Object position labeling entries:
━━━━━━━━━━━━━━━━━━━━

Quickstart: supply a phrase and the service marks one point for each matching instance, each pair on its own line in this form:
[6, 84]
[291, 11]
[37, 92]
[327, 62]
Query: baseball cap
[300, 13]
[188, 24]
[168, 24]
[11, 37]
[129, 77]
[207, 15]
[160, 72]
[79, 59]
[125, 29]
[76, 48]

━━━━━━━━━━━━━━━━━━━━

* [WHAT IS ASKED] Please output the entire listing exactly as it stands.

* [CORRECT RESPONSE]
Quickstart: supply a phrase and the service marks one point for each matching instance, each pair on its own line in this form:
[6, 84]
[291, 11]
[37, 92]
[327, 62]
Query: baseball cap
[300, 13]
[188, 24]
[168, 24]
[11, 37]
[129, 77]
[207, 15]
[160, 72]
[79, 59]
[125, 29]
[76, 48]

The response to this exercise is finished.